DATA ENTRIES:

** Start **

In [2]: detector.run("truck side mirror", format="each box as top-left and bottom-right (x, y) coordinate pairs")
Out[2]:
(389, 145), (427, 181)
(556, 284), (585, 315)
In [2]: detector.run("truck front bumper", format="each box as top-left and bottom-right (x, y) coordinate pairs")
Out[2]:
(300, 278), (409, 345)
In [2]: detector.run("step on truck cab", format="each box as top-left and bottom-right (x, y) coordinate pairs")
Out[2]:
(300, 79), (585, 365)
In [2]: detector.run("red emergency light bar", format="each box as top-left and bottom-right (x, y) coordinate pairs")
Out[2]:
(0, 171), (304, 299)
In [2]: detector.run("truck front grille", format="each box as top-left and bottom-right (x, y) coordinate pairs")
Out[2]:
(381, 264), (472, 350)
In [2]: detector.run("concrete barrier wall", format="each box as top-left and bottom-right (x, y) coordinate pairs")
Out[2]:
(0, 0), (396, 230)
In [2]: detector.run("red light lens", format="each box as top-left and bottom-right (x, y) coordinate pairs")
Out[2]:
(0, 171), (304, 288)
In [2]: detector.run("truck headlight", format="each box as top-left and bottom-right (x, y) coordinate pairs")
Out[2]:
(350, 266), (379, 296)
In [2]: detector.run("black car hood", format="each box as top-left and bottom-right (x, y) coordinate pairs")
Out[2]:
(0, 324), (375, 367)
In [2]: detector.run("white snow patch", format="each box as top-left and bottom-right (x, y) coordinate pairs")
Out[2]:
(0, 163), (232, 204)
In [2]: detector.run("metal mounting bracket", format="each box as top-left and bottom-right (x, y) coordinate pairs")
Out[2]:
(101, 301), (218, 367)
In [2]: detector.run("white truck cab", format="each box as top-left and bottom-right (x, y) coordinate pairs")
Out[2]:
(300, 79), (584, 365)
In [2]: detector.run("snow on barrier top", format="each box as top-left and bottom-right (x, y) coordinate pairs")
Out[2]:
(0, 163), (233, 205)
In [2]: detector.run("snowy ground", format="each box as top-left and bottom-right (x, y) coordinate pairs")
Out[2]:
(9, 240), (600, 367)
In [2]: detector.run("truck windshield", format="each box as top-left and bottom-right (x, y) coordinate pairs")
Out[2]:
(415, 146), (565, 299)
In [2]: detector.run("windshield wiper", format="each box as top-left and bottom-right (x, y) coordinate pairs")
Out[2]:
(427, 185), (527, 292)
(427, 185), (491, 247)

** End **

TASK GOAL:
Can you write out all the records above again, substituting "upper-left" for every "top-left" and leaving everything else unchanged?

FULL SOLUTION:
In [2]: detector.run("truck side mirror", format="each box as upper-left and bottom-right (x, y) coordinate pairs")
Out[2]:
(389, 145), (427, 181)
(556, 284), (585, 315)
In [2]: detector.run("truck front bumper", format="each box as upper-left and bottom-right (x, y) coordinate pairs")
Out[2]:
(300, 278), (409, 345)
In [2]: detector.run("step on truck cab", format="each box as upper-left and bottom-right (x, y) coordinate pairs")
Out[2]:
(300, 79), (585, 365)
In [2]: detector.run("red emergency light bar", format="each box as upper-left and bottom-right (x, y) coordinate pairs")
Out[2]:
(0, 171), (304, 299)
In [2]: detector.run("truck front grille", format="each box as upper-left and bottom-right (x, y) coordinate pairs")
Out[2]:
(381, 264), (472, 350)
In [2]: detector.run("concrete barrier wall", format="each box as upper-left and bottom-right (x, y) coordinate pairs")
Out[2]:
(0, 0), (396, 230)
In [2]: detector.run("red light lens", format="each box as upper-left and bottom-right (x, y) coordinate pairs")
Out[2]:
(0, 171), (304, 288)
In [2]: detector.run("truck headlight", format="each box as upper-left and bottom-right (x, y) coordinate pairs")
Out[2]:
(350, 266), (379, 296)
In [2]: detector.run("black car hood", format="each box as upper-left and bottom-right (x, y) coordinate pairs")
Out[2]:
(0, 324), (375, 367)
In [2]: detector.run("white snow patch", format="each box as upper-left and bottom-right (x, y) coordinate pairs")
Out[2]:
(0, 163), (232, 204)
In [2]: detector.run("metal mounting bracket", format="each box as upper-left and bottom-right (x, y) coordinate pairs")
Out[2]:
(101, 301), (218, 367)
In [2]: detector.run("white truck cab", format="each box as upper-left and bottom-right (x, y) coordinate pairs")
Out[2]:
(300, 79), (584, 365)
In [2]: detector.run("snow on barrier top", format="each box as upper-left and bottom-right (x, y) coordinate pairs")
Out[2]:
(0, 163), (233, 205)
In [2]: detector.run("snowy ground", format="each box as upper-left and bottom-right (x, y) coordinate pairs")
Out[2]:
(9, 240), (600, 367)
In [2]: detector.run("truck windshield", format="each box as upper-left and bottom-right (x, y) coordinate pairs")
Out[2]:
(415, 146), (565, 299)
In [2]: detector.run("windshield wiper", format="each box as upper-left and bottom-right (x, y) coordinate pairs")
Out[2]:
(427, 185), (527, 292)
(427, 185), (491, 247)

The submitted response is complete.